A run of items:
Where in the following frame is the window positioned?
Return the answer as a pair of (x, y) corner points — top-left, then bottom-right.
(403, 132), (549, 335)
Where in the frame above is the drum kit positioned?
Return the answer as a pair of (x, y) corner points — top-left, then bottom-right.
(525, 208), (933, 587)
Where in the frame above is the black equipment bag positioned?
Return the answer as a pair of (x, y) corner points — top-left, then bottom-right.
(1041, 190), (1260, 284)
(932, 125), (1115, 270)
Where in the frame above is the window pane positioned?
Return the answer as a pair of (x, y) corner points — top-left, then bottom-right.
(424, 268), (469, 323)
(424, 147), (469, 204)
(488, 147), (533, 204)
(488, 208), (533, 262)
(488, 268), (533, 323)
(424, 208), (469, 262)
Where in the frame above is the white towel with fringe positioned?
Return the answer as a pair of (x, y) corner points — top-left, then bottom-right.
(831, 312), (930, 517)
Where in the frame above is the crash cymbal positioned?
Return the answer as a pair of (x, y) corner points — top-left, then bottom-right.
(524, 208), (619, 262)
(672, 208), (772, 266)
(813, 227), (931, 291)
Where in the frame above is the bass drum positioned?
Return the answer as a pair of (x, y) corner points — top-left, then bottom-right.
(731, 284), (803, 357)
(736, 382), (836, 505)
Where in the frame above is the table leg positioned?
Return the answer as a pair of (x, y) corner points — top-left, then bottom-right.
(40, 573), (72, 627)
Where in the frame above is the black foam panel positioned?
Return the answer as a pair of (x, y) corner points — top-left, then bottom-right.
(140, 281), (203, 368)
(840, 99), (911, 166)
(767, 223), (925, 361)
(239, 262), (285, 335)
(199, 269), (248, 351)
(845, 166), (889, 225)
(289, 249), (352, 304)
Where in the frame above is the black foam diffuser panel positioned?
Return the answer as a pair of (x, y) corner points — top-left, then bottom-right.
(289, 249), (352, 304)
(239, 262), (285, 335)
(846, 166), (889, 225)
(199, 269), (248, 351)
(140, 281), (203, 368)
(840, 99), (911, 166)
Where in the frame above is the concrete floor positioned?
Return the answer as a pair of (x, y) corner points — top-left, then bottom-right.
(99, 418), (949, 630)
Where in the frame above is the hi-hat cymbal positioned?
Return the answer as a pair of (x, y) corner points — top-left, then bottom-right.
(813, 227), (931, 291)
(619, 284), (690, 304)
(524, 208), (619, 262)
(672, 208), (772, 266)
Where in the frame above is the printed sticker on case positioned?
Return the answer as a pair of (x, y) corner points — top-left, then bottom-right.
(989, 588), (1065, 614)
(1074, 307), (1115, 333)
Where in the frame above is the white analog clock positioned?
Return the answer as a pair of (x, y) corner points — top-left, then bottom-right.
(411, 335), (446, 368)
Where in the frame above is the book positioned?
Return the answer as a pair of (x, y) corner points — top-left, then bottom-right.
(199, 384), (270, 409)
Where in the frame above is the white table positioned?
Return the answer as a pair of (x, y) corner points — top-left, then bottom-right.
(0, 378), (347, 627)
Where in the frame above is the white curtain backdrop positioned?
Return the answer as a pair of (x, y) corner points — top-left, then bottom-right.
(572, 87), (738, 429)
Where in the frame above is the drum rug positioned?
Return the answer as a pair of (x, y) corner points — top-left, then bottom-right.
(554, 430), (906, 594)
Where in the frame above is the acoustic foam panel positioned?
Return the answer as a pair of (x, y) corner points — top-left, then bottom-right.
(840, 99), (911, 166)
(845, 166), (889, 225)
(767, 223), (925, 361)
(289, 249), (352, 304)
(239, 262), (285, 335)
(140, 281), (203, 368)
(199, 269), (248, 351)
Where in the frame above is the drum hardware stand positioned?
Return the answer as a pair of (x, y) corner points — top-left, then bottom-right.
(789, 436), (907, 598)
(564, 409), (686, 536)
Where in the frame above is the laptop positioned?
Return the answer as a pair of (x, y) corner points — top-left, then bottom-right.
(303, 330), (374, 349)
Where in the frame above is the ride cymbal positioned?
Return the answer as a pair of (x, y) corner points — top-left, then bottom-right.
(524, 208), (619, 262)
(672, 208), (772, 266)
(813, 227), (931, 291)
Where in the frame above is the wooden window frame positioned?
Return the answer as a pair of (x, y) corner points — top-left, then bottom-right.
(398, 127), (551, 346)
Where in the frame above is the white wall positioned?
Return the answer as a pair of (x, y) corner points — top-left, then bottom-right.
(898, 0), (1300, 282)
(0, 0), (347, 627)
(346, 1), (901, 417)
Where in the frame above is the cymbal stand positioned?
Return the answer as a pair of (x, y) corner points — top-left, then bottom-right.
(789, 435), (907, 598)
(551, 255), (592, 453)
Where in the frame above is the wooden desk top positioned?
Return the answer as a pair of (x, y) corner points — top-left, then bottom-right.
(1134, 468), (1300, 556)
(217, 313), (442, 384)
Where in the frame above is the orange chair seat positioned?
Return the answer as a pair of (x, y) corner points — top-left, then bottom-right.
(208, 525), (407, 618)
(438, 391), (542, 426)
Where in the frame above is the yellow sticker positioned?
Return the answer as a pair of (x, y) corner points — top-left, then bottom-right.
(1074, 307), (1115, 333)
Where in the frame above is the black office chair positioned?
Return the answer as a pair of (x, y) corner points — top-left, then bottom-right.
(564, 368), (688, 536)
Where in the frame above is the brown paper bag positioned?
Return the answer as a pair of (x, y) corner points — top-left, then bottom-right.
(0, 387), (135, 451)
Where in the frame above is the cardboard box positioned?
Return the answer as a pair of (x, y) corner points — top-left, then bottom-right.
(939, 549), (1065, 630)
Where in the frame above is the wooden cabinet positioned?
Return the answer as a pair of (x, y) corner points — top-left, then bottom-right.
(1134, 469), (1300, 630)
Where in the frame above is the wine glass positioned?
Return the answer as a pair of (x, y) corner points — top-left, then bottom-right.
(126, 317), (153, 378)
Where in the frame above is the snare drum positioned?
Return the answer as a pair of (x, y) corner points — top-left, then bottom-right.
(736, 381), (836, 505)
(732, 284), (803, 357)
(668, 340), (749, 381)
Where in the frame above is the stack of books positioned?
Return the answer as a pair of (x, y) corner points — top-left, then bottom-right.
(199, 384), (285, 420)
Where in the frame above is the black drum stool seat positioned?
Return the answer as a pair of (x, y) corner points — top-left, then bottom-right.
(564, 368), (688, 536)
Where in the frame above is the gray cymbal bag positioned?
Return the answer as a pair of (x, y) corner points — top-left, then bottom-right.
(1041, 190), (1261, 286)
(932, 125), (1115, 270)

YOUR GOAL: Write out all of the items above again, swapping "frame" for "image" wherever it occurs and leaving everything else unchanged.

IN RESPONSE:
Where in the following image is the window positioned?
Return the answer as a pair of (x, y) corner points — top-left, then bottom-right.
(403, 132), (549, 335)
Where in the image above is the drum kit positioned?
Return the answer as a pair of (x, y) corner points — top-left, then bottom-right.
(525, 208), (933, 587)
Where in the image above is the black equipment bag positioned?
Return the answer as a pair of (x, y) corner points — top-left, then bottom-right.
(1041, 190), (1260, 284)
(932, 125), (1115, 270)
Where in the image above is the window pane positioned?
Return the answer as a pair of (x, y) corner points — top-left, then bottom-right.
(424, 268), (469, 323)
(424, 147), (469, 204)
(488, 147), (533, 204)
(488, 208), (533, 262)
(488, 268), (533, 323)
(424, 208), (469, 262)
Where in the image above is the white towel with fringe positioned?
Return the answer as a pair of (x, y) corner points — top-left, then bottom-right.
(831, 312), (930, 517)
Where in the image above is the crash cymbal positioned?
Return the answer as a pair of (x, y) corner points — top-left, then bottom-right.
(524, 208), (619, 262)
(672, 208), (772, 266)
(813, 227), (931, 291)
Where in the image above is the bass drum positioned?
Return the answer as a pair of (x, y) corner points — top-left, then bottom-right.
(731, 284), (803, 357)
(736, 382), (836, 505)
Where in the image above is the table leg positioned?
Return the answer as a pair of (x, y) corner points — top-left, then bottom-right.
(40, 573), (72, 627)
Where in the image above is the black foam panel positioned?
Return the answer as a pair of (x, y) corner points — top-left, then bottom-right.
(140, 281), (203, 368)
(840, 99), (911, 166)
(767, 223), (925, 361)
(239, 262), (285, 335)
(199, 269), (248, 351)
(845, 166), (889, 225)
(289, 249), (352, 304)
Where in the image above is the black foam diffuser panel positioned?
Return the answer as a pair of (x, y) corner points — top-left, then bottom-right.
(289, 249), (352, 304)
(239, 262), (285, 335)
(846, 166), (889, 225)
(199, 269), (248, 351)
(140, 281), (203, 368)
(840, 99), (911, 166)
Where in the image above is the concrete floor positioned?
Return the answer as a pair of (x, y) corner points — top-left, then bottom-right.
(99, 418), (949, 630)
Where in the image above is the hi-hat cymbal positioned?
Return the answer as a pair of (x, y) corner points — top-left, then bottom-right.
(813, 227), (931, 291)
(619, 284), (690, 304)
(524, 208), (619, 262)
(672, 208), (772, 266)
Where in the image above is the printed sticker on case positioned?
Return the answer as a pair of (x, y) corner points — top-left, then bottom-right.
(989, 588), (1065, 614)
(1074, 307), (1115, 333)
Where in the image above is the white analog clock positioned?
Return the answer as a pair of (x, y) corner points — top-left, then bottom-right.
(411, 335), (446, 368)
Where in the image above is the book positioned?
Return the answer as a pair of (x, y) corner points — top-left, then bottom-right.
(199, 384), (270, 409)
Where in the image above is the white table positioned?
Return the answer as a pair of (x, y) corner points — top-left, then bottom-right.
(0, 378), (347, 627)
Where in the image above is the white curtain backdrop positioned?
Return the answer as a pair of (x, y) corner points — top-left, then bottom-right.
(572, 87), (738, 429)
Where in the image above is the drum rug positioned?
Return the answer as a pair of (x, y) corner points — top-left, then bottom-right.
(554, 430), (906, 594)
Where in the image above is the acoustic foam panel positioned?
Return the answer as a pair of (x, y) corner points — top-left, then bottom-right.
(840, 99), (911, 166)
(845, 166), (889, 225)
(767, 223), (925, 361)
(289, 249), (352, 304)
(239, 262), (285, 335)
(140, 281), (203, 368)
(199, 269), (248, 351)
Where in the image above is the drum hardware stand positioned?
Return the answer as a pair of (x, y) corner points — top-left, then bottom-right.
(789, 436), (907, 598)
(564, 409), (686, 536)
Where in the image above is the laptop positioned?
Return the answer as a pair of (x, y) corner points — top-left, then bottom-right.
(303, 330), (374, 349)
Where in the image above is the ride cymbal positioned?
Return the answer as a pair of (x, y) corner points — top-left, then bottom-right.
(524, 208), (619, 262)
(672, 208), (772, 266)
(813, 227), (931, 291)
Where in the image above is the wooden window image positioned?
Return the answer as a pair of (x, y) corner points — top-left, then bottom-right.
(398, 127), (551, 346)
Where in the image above is the white wall positioned?
Return the answer as a pair of (x, y) corner points — top-left, then bottom-right.
(898, 0), (1300, 282)
(0, 0), (347, 627)
(346, 1), (901, 417)
Where in the image above is the cymbal stand positioned?
Return the answer as a pair of (x, y) corner points — top-left, then bottom-right.
(789, 435), (907, 598)
(551, 255), (592, 453)
Where in the image above is the wooden desk top positioned?
Return the answer as a pair of (x, y) corner points — top-left, then bottom-right.
(1134, 468), (1300, 556)
(217, 313), (442, 384)
Where in the image above is the orange chair seat positioned?
Return the answer as a pair of (x, y) corner points — top-left, then bottom-right.
(208, 525), (407, 618)
(438, 391), (542, 426)
Where in the image above is the yellow sticker positioned?
Return the answer as a pair of (x, y) corner points — top-left, then bottom-right.
(1074, 307), (1115, 333)
Where in the image above is the black office chair positioned?
Return the answer as a pair of (x, y) corner points — top-left, then bottom-right.
(564, 368), (688, 536)
Where in the image above is the brown paper bag positioned?
Return the answer as a pair of (x, y) corner points — top-left, then bottom-right.
(0, 387), (135, 451)
Where in the image above is the cardboard box positioned?
Return the answer as a pair of (x, y) corner points — top-left, then bottom-right.
(939, 549), (1065, 630)
Where in the image above is the wooden cabinet positioned?
Return the answer as a pair of (x, y) corner points — top-left, then bottom-right.
(1134, 469), (1300, 630)
Where in the image above is the wine glass positioned?
Return the answer as a pair of (x, y) corner points — top-left, then bottom-right.
(126, 317), (153, 378)
Where in the image above is the snare drum positioned?
Return the answer as a pair of (x, y) corner points — top-left, then bottom-right.
(736, 381), (836, 505)
(732, 284), (803, 357)
(668, 340), (749, 381)
Where in the image above is the stack of books positioned?
Return the answer as a pair of (x, y) corner points — top-left, then bottom-right.
(199, 384), (285, 420)
Where in the image above is the black drum stool seat positioned?
Return the answer as a pair of (x, y) corner points — top-left, then bottom-right.
(564, 368), (688, 536)
Where in the image above is the gray cymbal bag positioned?
Return the answer as a pair of (x, y) corner points — top-left, then bottom-right.
(1041, 190), (1261, 286)
(932, 125), (1115, 270)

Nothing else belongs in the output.